My heart goes out to the people who have lost family members and friends due to depression. May we all learn to manage our mental health and be mindful of the pressure we place on others and ourselves.

What do you recommend as a possible solution to help battle depression? I welcome your feedback.

Posted on August 13, 2014, in Personal development and tagged , , , , , , , . Bookmark the permalink. 7 Comments.

  1. Reblogged this on Thoughts of a Surrendered Heart and commented:
    This was a refreshing read; nothing to add or take away from this post. This is what we need – open, honest dialogue around the ‘taboo’ issues and the courage/willingness to tackle these issues, from the church’s perspective. Thank you.

  2. Pastor as a mental health professional, I personally believe that there may be a solution for some but many will have to fight daily to keep their depression at bay. Thank you for the coping strategies mentioned in your article because finding ways to cope is essential. As the faith community, we have to be intentional about providing spiritual interventions as well as a safe and confidential place where people can come for help, encouragement and hands on support. Thanks for your Blog!!!

  3. Joann Everette

    One piece of advice would be that we really understand the signs of depression, there are times when we call it everything but what it is. Once we know that it is depression that we quickly get some medical help for ourselves. I suffered from it early in my marriage and I got some needed medical assistance, we get guilt tripped into thinking we are going crazy and try to hide from it but does not mean you’re going crazy just that you need to re-find your self or better yet your ilk.

  4. Wonderful blog. As a mental and physical health professional I have found that people are more likely to seek help for everything else before they seek mental health treatment. I did a thesis on the connection between our physical wellness and our mental health. What is very clear is that people have a higher rate of physical health issues when their mental health is not stable. There is a clear connection in the other direction as well. I applaud you for sharing your thoughts and in many ways taking the veil off of the stigma attached to depression.

(Phrase grounding data)
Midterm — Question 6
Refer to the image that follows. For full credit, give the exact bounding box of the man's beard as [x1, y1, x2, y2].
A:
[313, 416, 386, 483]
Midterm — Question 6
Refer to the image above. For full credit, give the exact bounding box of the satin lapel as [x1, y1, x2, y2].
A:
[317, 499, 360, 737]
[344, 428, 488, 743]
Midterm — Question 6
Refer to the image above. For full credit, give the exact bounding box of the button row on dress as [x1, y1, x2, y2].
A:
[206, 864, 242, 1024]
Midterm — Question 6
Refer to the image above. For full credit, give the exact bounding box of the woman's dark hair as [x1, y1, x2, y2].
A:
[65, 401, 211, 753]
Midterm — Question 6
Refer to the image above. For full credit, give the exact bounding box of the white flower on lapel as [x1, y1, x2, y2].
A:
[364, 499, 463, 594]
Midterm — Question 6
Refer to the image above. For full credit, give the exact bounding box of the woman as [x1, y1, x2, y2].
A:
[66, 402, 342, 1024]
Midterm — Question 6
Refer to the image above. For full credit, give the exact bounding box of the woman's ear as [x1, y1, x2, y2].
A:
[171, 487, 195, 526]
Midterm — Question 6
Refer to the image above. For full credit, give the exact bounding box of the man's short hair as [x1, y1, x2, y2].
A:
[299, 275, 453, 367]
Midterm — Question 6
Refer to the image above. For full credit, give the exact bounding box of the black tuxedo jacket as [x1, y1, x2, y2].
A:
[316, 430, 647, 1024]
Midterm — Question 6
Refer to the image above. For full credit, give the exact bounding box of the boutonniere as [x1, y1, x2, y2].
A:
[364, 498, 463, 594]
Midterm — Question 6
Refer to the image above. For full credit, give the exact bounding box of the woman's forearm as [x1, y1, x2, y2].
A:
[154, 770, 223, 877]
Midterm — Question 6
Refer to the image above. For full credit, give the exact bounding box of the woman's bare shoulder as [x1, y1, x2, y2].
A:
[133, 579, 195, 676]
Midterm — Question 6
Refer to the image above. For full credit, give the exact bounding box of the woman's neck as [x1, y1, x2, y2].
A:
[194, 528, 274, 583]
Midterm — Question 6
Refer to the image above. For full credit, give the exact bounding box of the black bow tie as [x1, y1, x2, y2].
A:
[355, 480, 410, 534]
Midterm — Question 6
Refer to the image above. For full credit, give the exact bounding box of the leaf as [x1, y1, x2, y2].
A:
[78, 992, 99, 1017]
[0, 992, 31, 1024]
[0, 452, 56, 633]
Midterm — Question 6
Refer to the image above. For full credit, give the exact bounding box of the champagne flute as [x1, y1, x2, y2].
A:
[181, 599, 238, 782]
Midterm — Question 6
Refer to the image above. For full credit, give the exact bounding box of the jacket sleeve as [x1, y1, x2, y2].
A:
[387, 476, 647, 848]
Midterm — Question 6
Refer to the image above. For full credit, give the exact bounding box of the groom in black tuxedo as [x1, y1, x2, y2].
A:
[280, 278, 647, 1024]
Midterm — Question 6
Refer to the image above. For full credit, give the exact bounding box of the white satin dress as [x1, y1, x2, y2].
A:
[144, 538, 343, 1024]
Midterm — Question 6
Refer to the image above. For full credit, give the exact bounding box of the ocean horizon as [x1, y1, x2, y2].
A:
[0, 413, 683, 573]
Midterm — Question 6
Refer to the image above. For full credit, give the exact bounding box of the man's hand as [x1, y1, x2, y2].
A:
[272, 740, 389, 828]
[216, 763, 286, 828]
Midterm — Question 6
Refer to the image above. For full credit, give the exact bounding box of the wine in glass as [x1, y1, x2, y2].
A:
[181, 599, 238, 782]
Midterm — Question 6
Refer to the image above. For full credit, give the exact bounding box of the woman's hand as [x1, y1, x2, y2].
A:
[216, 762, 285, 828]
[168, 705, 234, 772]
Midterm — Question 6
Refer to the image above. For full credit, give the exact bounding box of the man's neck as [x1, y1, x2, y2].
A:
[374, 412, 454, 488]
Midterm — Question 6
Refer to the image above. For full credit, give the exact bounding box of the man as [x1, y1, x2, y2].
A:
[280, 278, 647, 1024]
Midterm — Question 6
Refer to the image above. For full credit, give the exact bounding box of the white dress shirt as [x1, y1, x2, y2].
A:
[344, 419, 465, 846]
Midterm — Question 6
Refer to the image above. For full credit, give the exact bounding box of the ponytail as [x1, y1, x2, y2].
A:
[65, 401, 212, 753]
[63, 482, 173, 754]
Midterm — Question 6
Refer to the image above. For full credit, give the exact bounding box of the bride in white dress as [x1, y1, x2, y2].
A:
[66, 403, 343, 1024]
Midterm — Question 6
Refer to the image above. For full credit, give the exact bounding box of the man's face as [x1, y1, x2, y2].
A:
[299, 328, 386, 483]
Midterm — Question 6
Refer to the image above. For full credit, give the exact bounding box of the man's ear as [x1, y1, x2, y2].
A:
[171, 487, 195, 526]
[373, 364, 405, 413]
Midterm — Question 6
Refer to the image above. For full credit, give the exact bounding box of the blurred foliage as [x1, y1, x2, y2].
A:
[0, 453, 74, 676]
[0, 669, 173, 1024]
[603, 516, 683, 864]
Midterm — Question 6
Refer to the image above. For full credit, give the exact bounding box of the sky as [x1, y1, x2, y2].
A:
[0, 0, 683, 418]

_ASSIGNED TASK 1_
On what date was the blog post on depression posted?
_ASSIGNED TASK 2_
Return the part of the blog post on depression that opens with the words containing "3. Joann Everette" and closes with "yet your ilk.".
_ASSIGNED TASK 3_
Resume the blog post on depression from the point where it stops.
These records were drawn from a separate source.

_WRITTEN RESPONSE 1_
August 13, 2014

_WRITTEN RESPONSE 2_
3. Joann Everette

    One piece of advice would be that we really understand the signs of depression, there are times when we call it everything but what it is. Once we know that it is depression that we quickly get some medical help for ourselves. I suffered from it early in my marriage and I got some needed medical assistance, we get guilt tripped into thinking we are going crazy and try to hide from it but does not mean you’re going crazy just that you need to re-find your self or better yet your ilk.

_WRITTEN RESPONSE 3_
  5. Thank You for your blog on depression. I believe you hit the nail on the head when you said we need to have time outs. Iron can wear out . Everyone needs to take time from their busy schedules to relax the mind and the body. God rested on the seventh day, not that He needed the rest, but we do. It doesn’t take a lot of money to relax. Go for a ride , exercise, take in a movie, go fishing, or take time to treat your self to an inexpensive meal. Know that God wants us to be healthy mentally and physically. Don’t let things press on your mind, take one hour, one day at a time. Cast all your cares upon Him, because He cares. Oh what needless pains we bear, all because we do not carry everything to God in prayer.

  6. As someone who has studied and been exposed to mental health issues, I advise that we all be aware that no one is immune to depression. It does not discriminate based upon age or race.Sometimes it is hereditary; sometimes it is situational. Whatever is causing the depression, we must know that there is a way to control the symptoms and despite how the situation looks, there is hope and help for all who suffering.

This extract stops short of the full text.